> **GIVEN TASK 1**: Return everything from "Apart from its" down to "by 10-15 points." in the article on the 1992 election polls, copied word for word.
> **GIVEN TASK 2**: Translate this sentence from the article on the 1992 election polls into Spanish: "Never before had the polls been so far from the true result: a Tory victory by 8 points."

> **EXCERPT PROVIDED**:
○ ○ ○ ○

Digest

Peter Kellner examines the reasons why the pollsters so badly underestimated the Tory vote in the 1992 election and asks whether it could happen again.
May 19, 1996

British journalism review

Spring 1996

Every single poll on election morning, 9th April 1992, predicted a hung parliament. Using very similar methods, they offered very similar figures-ranging from a Labour lead of 3 points (Nop), to a Conservative lead of 0.5 points (Gallup). Never before had the polls been so far from the true result: a Tory victory by 8 points.

According to a subsequent inquiry by the Market Research Society, the polls made a series of small errors which had the effect of inflating Labour's rating and reducing that of the Tories. The inquiry claimed that none of these errors were individually large; what was deadly was their cumulative impact.

Since 1992, pollsters have agreed about one specific failing at the last election, and disagreed about almost everything else. They agree that their samples contained too few middle class ABC1s and too many working class C2DEs. All the polling organisations have increased their proportion of ABC1s from 41-43 per cent to 47-48 per cent, and ICM, Nop and Mori have also adjusted both their samples and their final figures. But some problems remain.

Apart from its monthly quota polls for the Sunday Times, Nop conducts three random polls each month, in which interviewers are given names and addresses of specific electors drawn at random, and required to track down as many of them as possible over a seven-day period. Between September and December, they found that the Conservatives enjoyed a 5 point lead over Labour among AB voters (professional and managerial workers and their spouses) who comprise around 20 per cent of the electorate. Yet Nop, Mori and Gallup quota polls all showed Labour ahead among these voters. In Nop and Mori polls the leads were generally small; but Gallup showed Labour ahead among ABs by 10-15 points.

My own hunch is that when interviewers conduct quota polls, they tend to target the "easier" AB voters; they conduct street interviews with people who commute by train, and in-home interviews in reasonably well-to-do streets. They have less enthusiasm for remote villages and houses which are widely spaced and separated from the road by gravel drives. So they find too few of the richest, mainly Tory AB voters; and too many of those who work in the relatively less Tory worlds of education, health, media, law, the arts and public administration. That problem does not apply to random polls, whose interviewers must descend on distant hamlets and trudge up the right proportion of gravel drives-whether or not they want to.

○ ○ ○ ○

(Entries from a point annotation set)

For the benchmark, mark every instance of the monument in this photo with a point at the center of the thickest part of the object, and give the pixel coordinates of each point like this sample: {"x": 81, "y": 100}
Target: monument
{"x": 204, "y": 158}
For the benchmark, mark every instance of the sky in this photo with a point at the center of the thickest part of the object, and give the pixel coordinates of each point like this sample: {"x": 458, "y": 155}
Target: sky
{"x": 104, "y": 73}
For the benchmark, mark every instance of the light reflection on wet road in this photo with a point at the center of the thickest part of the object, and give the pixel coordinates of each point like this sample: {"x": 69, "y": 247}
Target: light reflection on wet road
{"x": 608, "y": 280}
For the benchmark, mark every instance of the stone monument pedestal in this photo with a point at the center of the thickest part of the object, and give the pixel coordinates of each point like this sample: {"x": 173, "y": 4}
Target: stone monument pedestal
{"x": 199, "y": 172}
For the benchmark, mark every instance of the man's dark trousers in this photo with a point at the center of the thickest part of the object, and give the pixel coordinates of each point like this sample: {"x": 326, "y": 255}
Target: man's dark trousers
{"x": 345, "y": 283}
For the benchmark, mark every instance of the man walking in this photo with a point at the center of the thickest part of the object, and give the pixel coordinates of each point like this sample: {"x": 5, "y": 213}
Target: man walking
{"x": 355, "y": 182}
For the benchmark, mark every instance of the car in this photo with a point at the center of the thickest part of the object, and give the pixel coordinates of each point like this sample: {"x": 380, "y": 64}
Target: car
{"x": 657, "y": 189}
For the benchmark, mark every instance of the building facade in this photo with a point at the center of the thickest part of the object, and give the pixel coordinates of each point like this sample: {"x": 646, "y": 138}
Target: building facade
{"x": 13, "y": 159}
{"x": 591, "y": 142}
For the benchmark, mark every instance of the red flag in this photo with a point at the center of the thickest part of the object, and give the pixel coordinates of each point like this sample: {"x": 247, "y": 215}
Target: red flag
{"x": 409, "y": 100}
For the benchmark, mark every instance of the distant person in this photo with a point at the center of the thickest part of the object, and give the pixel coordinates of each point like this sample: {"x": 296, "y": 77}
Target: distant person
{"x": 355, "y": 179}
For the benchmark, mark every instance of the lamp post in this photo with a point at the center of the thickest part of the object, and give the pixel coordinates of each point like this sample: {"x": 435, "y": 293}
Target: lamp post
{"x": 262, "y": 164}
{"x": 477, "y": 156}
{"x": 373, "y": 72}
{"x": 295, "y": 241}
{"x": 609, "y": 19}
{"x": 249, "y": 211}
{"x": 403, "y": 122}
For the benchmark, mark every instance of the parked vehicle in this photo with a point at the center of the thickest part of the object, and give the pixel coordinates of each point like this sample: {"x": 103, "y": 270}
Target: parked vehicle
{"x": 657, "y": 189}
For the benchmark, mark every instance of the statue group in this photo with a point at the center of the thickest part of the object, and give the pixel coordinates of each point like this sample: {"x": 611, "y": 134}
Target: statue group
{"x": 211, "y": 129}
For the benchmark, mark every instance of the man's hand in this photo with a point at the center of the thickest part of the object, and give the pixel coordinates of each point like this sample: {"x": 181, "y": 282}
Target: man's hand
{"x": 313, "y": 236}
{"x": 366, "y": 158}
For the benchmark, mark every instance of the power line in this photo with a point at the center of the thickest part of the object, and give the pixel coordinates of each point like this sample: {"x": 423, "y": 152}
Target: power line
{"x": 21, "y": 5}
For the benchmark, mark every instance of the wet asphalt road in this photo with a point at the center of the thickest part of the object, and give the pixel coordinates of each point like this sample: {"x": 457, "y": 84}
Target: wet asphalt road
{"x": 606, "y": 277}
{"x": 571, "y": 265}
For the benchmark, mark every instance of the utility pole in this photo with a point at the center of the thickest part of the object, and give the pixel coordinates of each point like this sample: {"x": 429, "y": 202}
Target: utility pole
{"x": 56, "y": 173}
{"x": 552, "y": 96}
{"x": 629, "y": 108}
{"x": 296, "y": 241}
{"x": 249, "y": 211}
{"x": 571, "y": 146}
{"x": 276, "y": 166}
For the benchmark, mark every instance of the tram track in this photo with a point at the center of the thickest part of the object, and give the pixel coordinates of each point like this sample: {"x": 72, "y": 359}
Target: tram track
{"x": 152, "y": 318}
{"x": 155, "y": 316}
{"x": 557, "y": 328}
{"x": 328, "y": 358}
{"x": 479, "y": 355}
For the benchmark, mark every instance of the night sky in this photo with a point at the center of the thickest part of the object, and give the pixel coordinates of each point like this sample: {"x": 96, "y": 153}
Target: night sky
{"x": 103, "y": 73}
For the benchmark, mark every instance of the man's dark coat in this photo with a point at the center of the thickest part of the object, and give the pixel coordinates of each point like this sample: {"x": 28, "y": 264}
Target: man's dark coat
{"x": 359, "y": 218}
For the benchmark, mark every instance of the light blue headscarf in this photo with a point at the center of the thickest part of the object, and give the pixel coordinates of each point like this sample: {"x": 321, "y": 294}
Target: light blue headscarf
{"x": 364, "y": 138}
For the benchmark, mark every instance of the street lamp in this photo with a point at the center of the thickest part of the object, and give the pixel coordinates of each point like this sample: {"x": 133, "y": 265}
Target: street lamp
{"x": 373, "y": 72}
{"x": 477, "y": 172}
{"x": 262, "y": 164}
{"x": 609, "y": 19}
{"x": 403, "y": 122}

○ ○ ○ ○

> **EXERCISE RESPONSE 1**:
Apart from its monthly quota polls for the Sunday Times, Nop conducts three random polls each month, in which interviewers are given names and addresses of specific electors drawn at random, and required to track down as many of them as possible over a seven-day period. Between September and December, they found that the Conservatives enjoyed a 5 point lead over Labour among AB voters (professional and managerial workers and their spouses) who comprise around 20 per cent of the electorate. Yet Nop, Mori and Gallup quota polls all showed Labour ahead among these voters. In Nop and Mori polls the leads were generally small; but Gallup showed Labour ahead among ABs by 10-15 points.

> **EXERCISE RESPONSE 2**: Nunca antes las encuestas se habían alejado tanto del resultado real: una victoria tory por 8 puntos.